• **EXERCISES**:
A – Answer these questions from the actor platform text below:
(i) Which data format does Clojure use for nearly everything?
(ii) Which shell should the command-line interface for an actor platform almost imitate?
(iii) How can a supervisor tell that an actor is overworked?
B – Please carry on the actor platform text below from its last sentence.

• **TEXT PASSAGE**:
>>

A key feature of the lisp family of languages is that the language syntax itself is written in a standardized data format. Clojure, for example, uses the edn format for nearly everything.
It might prove effective to use this same principle in an actor model platform:
- All pure functions are defined with edn syntax
- All basic programming data structures and errors are edn
- All actor configuration is defined in edn
- Actor networking, topology, and namespaces are defined in edn
- Actor messages, with name plus attached data, is all edn
- Serialized state, such as an actor mailbox, is all edn
This type of data-oriented and data uniform approach might be particularly suitable for a platform that emphasizes network distribution, message passing, and state transformation.
It’d be particularly useful to have a CLI for an actor platform that almost imitates something like the bash shell, allowing you to change contexts and explore the namespaces and state of a running actor network. If you have clusters of actors in hierarchical namespaces, then you could
cd into each cluster’s namespace. When you
ls, you get a list of currently running actors, with a brief overview of the state of each.
There may also be a function to display the message history for the current namespace, along with commands for sending messages to specific actors.
This idea is readily combined with the data-oriented approach, where everything presented in the CLI would be in a certain data format, such as edn.
Inspired by microservice clusters like Kubernetes, supervisors in a tree of actors can serve as load balancers. They can be aware of the system resources, such as CPUs and memory, and use that data to replicate nodes in the network.
Supervisors can track the load of an actor by looking at the size of their queue at different time points. If the size of an actor’s queue tends to grow instead of shrink, then the supervisor knows that the actor is overworked, and can replicate the actor.
Instead of actors sending messages directly to one another, actors could route all their messages to a centralized supervisor. Other actors then receive messages only from their supervisor
In the above diagram, we organize actors into a kind of tree, where each node is an actor. The top three actors (labelled “S1”, “S2”, and “S3”) are supervisors; they send and receive all messages in their local cluster. The bottom row of actors, (A-I) are all “workers”.
Like OTP, Supervisors are responsible for spawning other nodes, assuring that a minimum number are always running, and restarting failed nodes. But in this system, they have an additional role: they serve as a centralized message bus for every node connected to them.

<<

• **SOURCE DATA**:
>>

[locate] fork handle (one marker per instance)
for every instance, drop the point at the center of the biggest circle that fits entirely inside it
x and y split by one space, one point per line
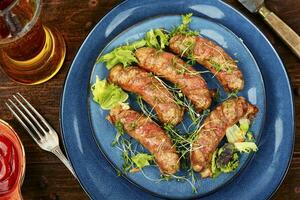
57 151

<<

• **TASK-BY-TASK OUTPUTS**:
A –
(i) The edn format.
(ii) The bash shell.
(iii) By looking at the size of the actor's queue at different time points: if the queue tends to grow instead of shrink, the actor is overworked.

B –
The child nodes – the workers – perform the real computational work, such as data processing, while the supervisors are responsible for receiving all messages from the workers, or from other supervisors, and then routing those messages back to the connected nodes.
Each grouping of supervisor to worker nodes constitutes a “cluster.” Each cluster serves a discrete purpose such as “file io”, “user interface”, etc.
In order to create a network of actors, you simply start up a single supervisor, which then starts up a cluster of worker nodes, and may start other supervisors (which also may start other nodes).
This setup decouples the networking of the actors from their definition. Actors simply broadcast out messages with names and data to their supervisor, and are not responsible for keeping a reference to an actor that might receive the messages. The supervisor is responsible for knowing what actors can receive which messages, and dispatching out messages to the appropriate actors in their neighborhood.
Generally, you would cluster actors that all have related functionality, so messages within a cluster all have the same contextual meaning. For a example, a message called “read” would be handled very differently in a file IO cluster vs a mysql database cluster.
Supervisors can also serve as a namespacing mechanism: when one supervisor spawns another supervisor, it gives it a name. All messages that it wishes to send to the other supervisor are scoped under that name.
For example, you might have one cluster for handling UI, and one cluster for handling file read-write (with namespaces for ‘ui’ and ‘file’). The ‘ui’ cluster might send a message with the name
file/start_read, which gets routed to the ‘file’ cluster.
When a supervisor is configured, you can define a mapping of received message names to messages that get sent back out as a kind of forwarding mechanism. An actor in the ‘ui’ cluster sends a message called
file_read. The supervisor of that cluster knows to map that message to a different name called
read, namespaced under ‘file’. That effectively forwards any “read” messages to a neighboring cluster.
This allows the programmer to set up the system in more discrete, decoupled stages:
- Define pure, serial functions
- Configure workers that receive messages with certain names & data, send messages with name & data, and update private state. You don’t have to worry about networking workers at this point.
- Configure supervisors, which create a group of workers and other supervisors. Configure a mapping of received messages to forward to other clusters.
Supervisors are just plain actors; this whole system might be built up from a basic actor model.
UI programming in the browser is extremely concurrent and stateful, so it’s surprising that more frontend frameworks don’t draw direct inspiration from the actor model. While the browser doesn’t have proper thread control, we can still take advantage of other ideas such as message passing, private state, and supervisors/controllers.
Consider a system where every UI “component” is organized into a cluster of actors. Every component would have the same three actors: a View, State, and Supervisor.
- View: render and patch a DOM tree from state input. Send out messages from user events (eg. “click”, “input”, “submit”, etc)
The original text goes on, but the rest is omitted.